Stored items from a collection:
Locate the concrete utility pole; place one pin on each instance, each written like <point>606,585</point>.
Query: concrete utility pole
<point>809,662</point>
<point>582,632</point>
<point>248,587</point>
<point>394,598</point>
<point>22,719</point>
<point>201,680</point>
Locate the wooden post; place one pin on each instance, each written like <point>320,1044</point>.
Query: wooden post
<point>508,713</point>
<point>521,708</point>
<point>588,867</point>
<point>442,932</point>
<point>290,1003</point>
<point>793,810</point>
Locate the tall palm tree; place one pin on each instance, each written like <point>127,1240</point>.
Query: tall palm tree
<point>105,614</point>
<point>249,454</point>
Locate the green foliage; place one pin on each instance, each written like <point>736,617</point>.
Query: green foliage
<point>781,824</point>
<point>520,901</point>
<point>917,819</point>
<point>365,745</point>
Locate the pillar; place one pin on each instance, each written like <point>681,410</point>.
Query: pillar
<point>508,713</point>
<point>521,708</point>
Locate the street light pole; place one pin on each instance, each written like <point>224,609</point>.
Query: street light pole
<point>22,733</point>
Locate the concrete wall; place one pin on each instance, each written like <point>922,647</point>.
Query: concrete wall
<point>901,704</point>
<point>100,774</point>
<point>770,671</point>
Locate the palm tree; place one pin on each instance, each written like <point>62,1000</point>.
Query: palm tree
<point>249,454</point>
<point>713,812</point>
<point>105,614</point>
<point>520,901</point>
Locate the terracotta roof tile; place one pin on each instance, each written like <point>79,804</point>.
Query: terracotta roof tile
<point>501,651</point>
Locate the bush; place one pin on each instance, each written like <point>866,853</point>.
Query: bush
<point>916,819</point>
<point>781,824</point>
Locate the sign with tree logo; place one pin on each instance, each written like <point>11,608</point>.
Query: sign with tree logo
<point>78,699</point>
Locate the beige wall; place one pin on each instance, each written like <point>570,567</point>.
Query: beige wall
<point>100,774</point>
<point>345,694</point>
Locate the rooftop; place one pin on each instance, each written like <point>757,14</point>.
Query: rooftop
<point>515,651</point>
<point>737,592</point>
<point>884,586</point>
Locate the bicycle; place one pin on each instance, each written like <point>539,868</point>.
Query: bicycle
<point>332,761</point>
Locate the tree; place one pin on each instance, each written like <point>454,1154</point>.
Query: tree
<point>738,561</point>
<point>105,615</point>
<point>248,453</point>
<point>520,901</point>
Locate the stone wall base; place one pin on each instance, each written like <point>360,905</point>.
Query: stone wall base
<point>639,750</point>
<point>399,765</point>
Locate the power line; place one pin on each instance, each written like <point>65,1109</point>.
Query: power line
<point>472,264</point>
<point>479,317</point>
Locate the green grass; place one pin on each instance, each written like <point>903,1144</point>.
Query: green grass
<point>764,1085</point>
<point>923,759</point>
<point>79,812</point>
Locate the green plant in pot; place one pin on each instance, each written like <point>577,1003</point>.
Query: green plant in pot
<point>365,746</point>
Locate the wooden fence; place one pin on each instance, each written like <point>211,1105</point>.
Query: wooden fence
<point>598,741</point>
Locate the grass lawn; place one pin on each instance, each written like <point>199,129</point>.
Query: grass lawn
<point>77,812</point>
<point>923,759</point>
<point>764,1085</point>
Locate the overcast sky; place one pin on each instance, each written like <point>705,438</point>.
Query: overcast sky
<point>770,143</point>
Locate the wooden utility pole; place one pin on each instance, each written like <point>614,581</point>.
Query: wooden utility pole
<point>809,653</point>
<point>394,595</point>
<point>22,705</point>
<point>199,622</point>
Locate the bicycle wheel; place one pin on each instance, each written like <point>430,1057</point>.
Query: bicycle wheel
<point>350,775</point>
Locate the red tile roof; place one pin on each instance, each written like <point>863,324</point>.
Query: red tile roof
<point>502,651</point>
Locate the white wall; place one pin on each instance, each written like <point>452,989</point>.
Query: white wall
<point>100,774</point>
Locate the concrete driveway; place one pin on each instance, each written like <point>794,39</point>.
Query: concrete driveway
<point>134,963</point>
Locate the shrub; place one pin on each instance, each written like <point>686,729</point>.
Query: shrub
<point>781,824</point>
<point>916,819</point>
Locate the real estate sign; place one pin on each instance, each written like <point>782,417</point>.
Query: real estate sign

▶ [Exercise requirements]: Give back all of the records exactly as they were provided above.

▶ [Solution]:
Locate the concrete utility pole; place one pin on each instance, each written like <point>606,585</point>.
Query: concrete utility pole
<point>809,662</point>
<point>582,632</point>
<point>248,587</point>
<point>394,598</point>
<point>22,719</point>
<point>201,680</point>
Locate the wooden post; place one pin on each instance, each written like <point>320,1044</point>.
Query: wooden post
<point>508,713</point>
<point>521,708</point>
<point>588,867</point>
<point>442,932</point>
<point>290,1003</point>
<point>793,810</point>
Locate the tall palm tree; place one pin on each instance, each written like <point>127,1240</point>.
Query: tall palm tree
<point>105,614</point>
<point>249,454</point>
Locate the green foliage; place one pin on each instance, each written like <point>736,617</point>.
Query: green foliage
<point>781,824</point>
<point>520,901</point>
<point>917,819</point>
<point>365,745</point>
Locate the pillar; place one pin on each instance, each written like <point>681,410</point>.
Query: pillar
<point>508,713</point>
<point>521,708</point>
Locate the street light pole; place one pin on each instance, each written like <point>224,609</point>.
Query: street light pole
<point>22,733</point>
Locate the concrete wall; place one pin on each instance, each written like <point>922,647</point>.
Query: concrete wall
<point>901,704</point>
<point>100,774</point>
<point>770,671</point>
Locate the palm tree; place one pin on each instance, each written like <point>62,1000</point>.
Query: palm tree
<point>249,454</point>
<point>713,812</point>
<point>105,614</point>
<point>520,901</point>
Locate the terracotta roof tile; place one pin on each instance, each written like <point>79,804</point>.
Query: terracotta roof tile
<point>501,651</point>
Locate the bush; place one pin on each instance, each written like <point>866,853</point>.
Query: bush
<point>916,819</point>
<point>781,824</point>
Locate the sign with tree logo; place one pin on each instance, each written like <point>11,608</point>.
Query: sign with tree logo
<point>78,699</point>
Locate the beige wall; place one pin on each instance, each written like <point>570,567</point>.
Query: beige wall
<point>100,774</point>
<point>345,694</point>
Locate the rooftop; place one pin on each instance, each written like <point>757,14</point>.
Query: rooftop
<point>515,651</point>
<point>737,592</point>
<point>884,586</point>
Locate the bicycle; place one pin on each instance, each written like <point>539,868</point>.
Query: bicycle
<point>332,761</point>
Locate the tree; place one pin on each instance, each written like <point>454,1154</point>.
Query: tree
<point>738,561</point>
<point>105,615</point>
<point>248,453</point>
<point>520,901</point>
Locate the stone wall base; place one pin on each instance, each written like <point>360,905</point>.
Query: stone wall base
<point>639,750</point>
<point>399,765</point>
Locate the power line; place one pin on each instance, each written like <point>65,1109</point>.
Query: power line
<point>472,264</point>
<point>479,317</point>
Locate the green grass; place one pin on each instance, each written like <point>903,1144</point>.
Query: green grass
<point>764,1085</point>
<point>923,759</point>
<point>79,812</point>
Locate the green plant in pot; place one pin on each instance, each written like <point>577,1003</point>.
Query: green plant in pot
<point>365,746</point>
Locate the wooden fence; place one pin on each instance, each written like <point>211,1105</point>.
Query: wooden fence
<point>598,741</point>
Locate the grass lawn; place one pin on each instance, each written like <point>199,129</point>.
Query: grass lawn
<point>77,812</point>
<point>923,759</point>
<point>764,1085</point>
Locate the overcast sky; place one pin on each instance, each written like <point>705,438</point>.
Query: overcast sky
<point>770,143</point>
Locate the wooden utility pole; place one pin on each instance, each written like <point>614,581</point>.
Query: wooden utility pole
<point>809,653</point>
<point>394,595</point>
<point>22,705</point>
<point>199,622</point>
Locate the bicycle wheel; place one pin on each instance, each written like <point>430,1057</point>.
Query: bicycle wheel
<point>350,775</point>
Locate the red tile roof; place one pin on each instance, each written like <point>863,324</point>.
Query: red tile roof
<point>502,651</point>
Locate the white wall; place one pin on each instance, each written like <point>452,989</point>.
Query: white wall
<point>100,774</point>
Locate the concrete driveway; place one pin on each instance, each written like <point>794,39</point>.
Query: concrete driveway
<point>134,963</point>
Locate the shrub; place one pin on each instance, each written like <point>686,729</point>.
Query: shrub
<point>781,824</point>
<point>916,819</point>
Locate the real estate sign; place one pin on each instance, each written like <point>782,417</point>.
Query: real estate sign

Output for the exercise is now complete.